Nope. Not how it works. The chance of hitting a mine is not checked
seperately for each LY traveled. It is directly additive for each LY
traveled. The chance can go to 100% or more, in which case a hit is
certain (in this case, and warp 8 anything over 50 LY means an automatic
hit). As the help file notes at one point "you *will* hit a mine",
discussing how the percentages add.

But then how come I sometimes go some distance into them and sometimes
another? - might be the rejoinder. This I only gather from testing, and
is not in the help - apparently a "roll" is made for the hit chance, and
the ship goes until the roll is exceeded by the mine hit chance or until
it gets out of the field or completes movement.

So, again, the hit chance doesn't multiply, it *adds*. Which is much
worse. It means the SD can guareentee non-intercept, for example, by
staying far enough away through enough of the right type of mines.

As some one else noted, this is one nice use of speed traps for SD - a
small field near the minelayer will stop anyone going fast enough to
reach the layer. Though they are heavy enough that they will be less
well represented in your space than in his main belts.


So, chance that it will hit the mine is
> 0.7083975. But for all of them running on mine, the odds are 0.7083975^6
> - that's 0.1263751...

Nope. Its 1.00^ 5 = 1.00. As long as the first number is under 1.00 =
100%, mulitplying fleets can increase the chance one gets through - but
not after the adds get up to 100%. And darn expensive for high hit
chances otherwise (especially with heavies).

In the presence of heavies, go warp 7 or 6. Smile Not fast enough, you
say? Depends on how many fleets you have - if there are no gaps over 98
LY, warp 7 is fast enough. Of course, you need rather more to keep this
up year after year.

Note that as long as the "hit" chance is under 100%, you can try this,
getting several rolls to get one or two ships through. But this is
usually better for sweeping than for intercepting - because you can
control precisely how many mines you pass through.

BTW, playing SD myself and having the two extra warps of safe speed, I
have occasionally used this idea to sweep mines at warp 9 or 10. So
watch out for the SD blitz, because they are a *lot* better at this
particular tactic than you are. At warp 10 an SD is 4 warps above safe
speed, for a chance per LY of 1.2% vs. standard mines - that means the
"auto hit wall" is 83 LY deep into a minefield. At warp 9 is .9% per
LY, so there just isn't any wall (73% chance of a hit for each fleet if
the whole 81 LY distance is within the field - 5 fleets cuts the "none
get through" chance to around 21% - now that's some sweeping!).


Trying to intercept the layers will really upset you Smile If the SD guy
is good, they move, and move unpredictable. The only thing you can be
sure of is that there will be mines between your interceptor and his
ending location.

* [Source excerpt]:
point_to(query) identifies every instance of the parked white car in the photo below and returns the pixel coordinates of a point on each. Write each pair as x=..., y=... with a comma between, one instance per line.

* [Directions for this task]: From the post on minefield hit chances above, reproduce word for word the stretch that opens with the words containing "So, again, the" and closes with "type of mines.".

* [Finished exercise]:
So, again, the hit chance doesn't multiply, it *adds*. Which is much
worse. It means the SD can guareentee non-intercept, for example, by
staying far enough away through enough of the right type of mines.